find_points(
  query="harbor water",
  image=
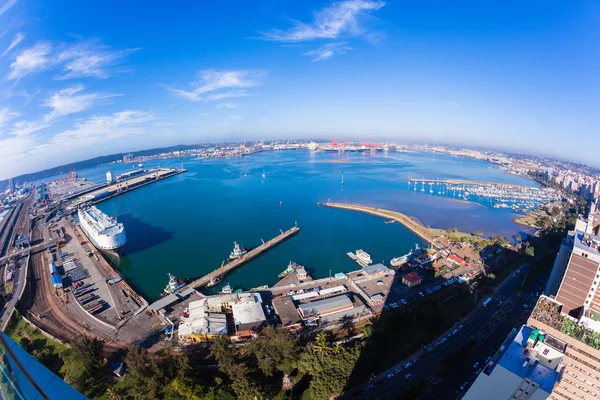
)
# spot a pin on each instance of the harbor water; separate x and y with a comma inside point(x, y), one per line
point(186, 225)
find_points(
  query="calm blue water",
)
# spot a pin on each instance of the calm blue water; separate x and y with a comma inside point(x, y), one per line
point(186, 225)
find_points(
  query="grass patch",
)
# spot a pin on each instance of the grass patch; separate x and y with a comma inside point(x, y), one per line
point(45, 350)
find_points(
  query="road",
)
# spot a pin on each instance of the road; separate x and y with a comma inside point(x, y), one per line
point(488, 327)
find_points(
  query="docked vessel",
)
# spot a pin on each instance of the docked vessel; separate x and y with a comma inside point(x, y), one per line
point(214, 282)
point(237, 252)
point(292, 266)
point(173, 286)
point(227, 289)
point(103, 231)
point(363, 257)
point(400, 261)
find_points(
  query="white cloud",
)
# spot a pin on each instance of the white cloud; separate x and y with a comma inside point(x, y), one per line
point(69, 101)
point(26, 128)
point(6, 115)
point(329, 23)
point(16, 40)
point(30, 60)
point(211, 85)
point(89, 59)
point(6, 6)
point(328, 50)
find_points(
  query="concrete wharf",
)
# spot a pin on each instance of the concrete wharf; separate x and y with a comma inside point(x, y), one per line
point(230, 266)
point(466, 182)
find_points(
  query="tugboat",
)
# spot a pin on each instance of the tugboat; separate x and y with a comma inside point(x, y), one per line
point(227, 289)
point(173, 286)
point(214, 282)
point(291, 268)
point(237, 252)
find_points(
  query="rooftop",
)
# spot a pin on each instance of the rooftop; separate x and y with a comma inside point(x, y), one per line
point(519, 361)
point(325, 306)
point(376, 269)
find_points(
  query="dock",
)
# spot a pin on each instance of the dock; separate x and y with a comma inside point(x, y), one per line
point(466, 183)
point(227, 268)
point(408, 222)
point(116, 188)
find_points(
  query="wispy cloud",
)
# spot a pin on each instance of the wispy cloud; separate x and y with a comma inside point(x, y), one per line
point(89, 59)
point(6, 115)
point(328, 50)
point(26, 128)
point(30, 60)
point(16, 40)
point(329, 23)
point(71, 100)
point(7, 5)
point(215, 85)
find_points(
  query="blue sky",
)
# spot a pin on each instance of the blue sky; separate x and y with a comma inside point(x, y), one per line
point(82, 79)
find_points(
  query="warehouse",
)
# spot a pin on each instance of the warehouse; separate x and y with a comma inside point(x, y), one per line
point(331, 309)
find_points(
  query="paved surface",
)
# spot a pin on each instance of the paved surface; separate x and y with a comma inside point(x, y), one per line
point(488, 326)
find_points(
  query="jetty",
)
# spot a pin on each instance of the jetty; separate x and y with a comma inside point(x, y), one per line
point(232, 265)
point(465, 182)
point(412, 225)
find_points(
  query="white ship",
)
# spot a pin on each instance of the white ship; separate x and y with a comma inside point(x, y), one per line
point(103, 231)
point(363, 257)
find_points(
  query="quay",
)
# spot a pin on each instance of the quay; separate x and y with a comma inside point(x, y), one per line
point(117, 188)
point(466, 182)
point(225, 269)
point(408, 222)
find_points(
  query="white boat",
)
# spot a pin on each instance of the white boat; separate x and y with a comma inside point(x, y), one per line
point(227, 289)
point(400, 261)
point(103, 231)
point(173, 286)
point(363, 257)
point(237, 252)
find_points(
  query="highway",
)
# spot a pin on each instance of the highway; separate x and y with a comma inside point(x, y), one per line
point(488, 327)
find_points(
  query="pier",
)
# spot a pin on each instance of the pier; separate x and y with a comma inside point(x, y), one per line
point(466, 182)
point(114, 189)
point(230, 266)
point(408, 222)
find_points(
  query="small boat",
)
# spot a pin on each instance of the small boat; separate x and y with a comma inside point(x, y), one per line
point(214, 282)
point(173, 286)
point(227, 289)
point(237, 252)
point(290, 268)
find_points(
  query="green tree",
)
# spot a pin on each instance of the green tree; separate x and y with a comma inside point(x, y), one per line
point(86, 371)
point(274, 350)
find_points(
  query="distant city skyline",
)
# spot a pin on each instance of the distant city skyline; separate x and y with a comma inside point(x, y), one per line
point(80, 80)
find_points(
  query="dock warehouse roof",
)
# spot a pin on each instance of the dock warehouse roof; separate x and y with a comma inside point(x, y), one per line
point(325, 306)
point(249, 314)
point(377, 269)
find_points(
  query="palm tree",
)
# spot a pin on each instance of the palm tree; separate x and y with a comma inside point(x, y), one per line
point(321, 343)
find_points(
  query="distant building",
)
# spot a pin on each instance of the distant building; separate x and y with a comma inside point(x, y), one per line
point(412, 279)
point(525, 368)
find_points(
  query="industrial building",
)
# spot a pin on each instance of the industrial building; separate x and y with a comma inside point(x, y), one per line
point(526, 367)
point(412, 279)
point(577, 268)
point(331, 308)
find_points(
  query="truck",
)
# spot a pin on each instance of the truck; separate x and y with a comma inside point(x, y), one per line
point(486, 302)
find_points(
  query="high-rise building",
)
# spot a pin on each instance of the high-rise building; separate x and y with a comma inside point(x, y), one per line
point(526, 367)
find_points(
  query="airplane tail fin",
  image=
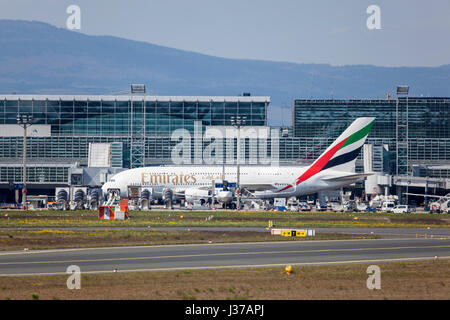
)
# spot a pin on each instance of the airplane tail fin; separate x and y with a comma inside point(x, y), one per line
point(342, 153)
---
WHAT IS REQUIRED: Only the text of the records is to be reproduced exactly; skip the pictures.

EXERCISE RESULT:
find_points(
  query="harbor water",
  image=
)
# spot a pin on each instance of the harbor water; separate x and y with a comma inside point(x, y), one per line
point(186, 225)
find_points(
  query="calm blue water",
)
# spot a pin on each instance of the calm blue water; separate x and y with a comma inside point(x, y), one per line
point(186, 225)
find_points(
  query="grass patch",
)
# spot a pin on each instance of the grass patch; separate x and y with a comma inside point(x, y), one per line
point(45, 350)
find_points(
  query="road",
)
# spot a pin on each instance of the road; separate x and y with a comma inside point(x, y), one per line
point(488, 327)
find_points(
  query="docked vessel",
)
# spot a pin on each instance of the docked vessel; separate x and y with a comma inside point(x, y), one per line
point(214, 282)
point(237, 252)
point(292, 266)
point(173, 286)
point(227, 289)
point(103, 231)
point(363, 257)
point(400, 261)
find_points(
  query="white cloud",
)
# spot a pin on each instance of the white cloud; separate x and y with a comma inside point(x, y), one per line
point(69, 101)
point(26, 128)
point(6, 115)
point(329, 23)
point(16, 40)
point(30, 60)
point(211, 85)
point(89, 59)
point(6, 6)
point(328, 50)
find_points(
  query="concrete wharf",
)
# spot a pin on each instance of the concrete wharf; separate x and y with a comma inside point(x, y), one per line
point(230, 266)
point(466, 182)
find_points(
  query="tugboat",
)
# spot a pin on each instance of the tugboat; separate x and y with a comma inside point(x, y), one per line
point(227, 289)
point(173, 286)
point(214, 282)
point(291, 268)
point(237, 252)
find_points(
  query="rooftop",
)
# spot a pin on each instance of the rooftop; separate x and y with a comma inside point(x, y), one per line
point(519, 361)
point(325, 306)
point(376, 269)
find_points(
  query="dock",
)
# spot a pin on each instance of the dock; separate x and y with a comma inside point(x, y), one per line
point(466, 183)
point(227, 268)
point(408, 222)
point(116, 188)
find_points(
  query="wispy cloud",
)
# spot a pin on each instance of the wispy cloud; separate x and y with a comma inside point(x, y), one per line
point(89, 59)
point(6, 115)
point(328, 50)
point(26, 128)
point(30, 60)
point(16, 40)
point(329, 23)
point(71, 100)
point(7, 5)
point(215, 85)
find_points(
  query="blue sky",
)
# spot a pin on each instance of the blue sky; separate x and y with a comma inside point(x, y), one per line
point(82, 79)
find_points(
  query="warehouse",
)
# spot a pin on each instance of the warehouse; separate x and y with a comma inside point(x, y), one per line
point(331, 309)
find_points(
  query="paved surface",
)
# spot a pin on each instance of the paved surface; separate x and y with a comma inside point(x, y), one per line
point(488, 326)
find_points(
  query="jetty",
)
# spot a pin on each instance of the jetty; separate x and y with a comma inside point(x, y), one per line
point(232, 265)
point(465, 182)
point(412, 225)
find_points(
  query="white ship",
)
# spot a pin on each instance of the white ship; separate x and y with a comma inside point(x, y), one per line
point(103, 231)
point(363, 257)
find_points(
  query="quay",
)
# spot a pin on each instance of the quay; separate x and y with a comma inside point(x, y), one per line
point(117, 188)
point(466, 182)
point(225, 269)
point(408, 222)
find_points(
  query="white boat",
)
# spot a pin on each instance of the white boat; separate x and y with a comma inside point(x, y), one per line
point(227, 289)
point(400, 261)
point(103, 231)
point(173, 286)
point(363, 257)
point(237, 252)
find_points(
  query="highway",
)
# spot a pin on each instance of the highway; separate x and y with a comma inside point(x, y), one per line
point(488, 327)
find_points(
  query="pier",
)
# spot a pin on each instance of the pier; separate x and y with a comma inside point(x, y), one per line
point(466, 182)
point(114, 189)
point(230, 266)
point(408, 222)
find_points(
  query="small boat",
)
# spot a pin on each instance of the small boat; separate x and y with a comma inside point(x, y), one per line
point(214, 282)
point(173, 286)
point(227, 289)
point(237, 252)
point(290, 268)
find_points(
  query="green tree",
)
# spot a pin on each instance of the green tree; separate x and y with a comma inside point(x, y), one per line
point(86, 371)
point(274, 350)
find_points(
  query="distant city skyline",
)
# spot a pin on each instance of the distant city skyline; separate x and y with a comma inside point(x, y), one per line
point(80, 80)
find_points(
  query="dock warehouse roof",
)
# spot a pin on each instance of the dock warehouse roof; separate x and y with a comma inside point(x, y), one per line
point(325, 306)
point(249, 314)
point(377, 269)
find_points(
  query="palm tree",
)
# spot a pin on each instance of the palm tree; separate x and y with a comma inside point(x, y), one per line
point(321, 343)
find_points(
  query="distant building",
)
# spot a pin on each instance of the distant building; separate x and y with a comma inside point(x, y), one per line
point(412, 279)
point(525, 368)
find_points(
  query="industrial building",
)
# spot a pin on each instance of the industrial building; separate x and y with a comma inside point(x, y), one per line
point(526, 367)
point(412, 279)
point(577, 268)
point(331, 308)
find_points(
  query="truck",
)
# spot a pin on each instance of the truck; separate x and y with a comma inside point(x, y), one per line
point(486, 302)
find_points(
  query="high-rise building",
)
# spot a pin on each instance of the high-rise building; separate x and y with a comma inside point(x, y), one per line
point(526, 367)
find_points(
  query="airplane tail fin",
  image=
)
# spot a pin on each instance of the airplane tail fin; separate x and y with a comma inside point(x, y), one per line
point(342, 153)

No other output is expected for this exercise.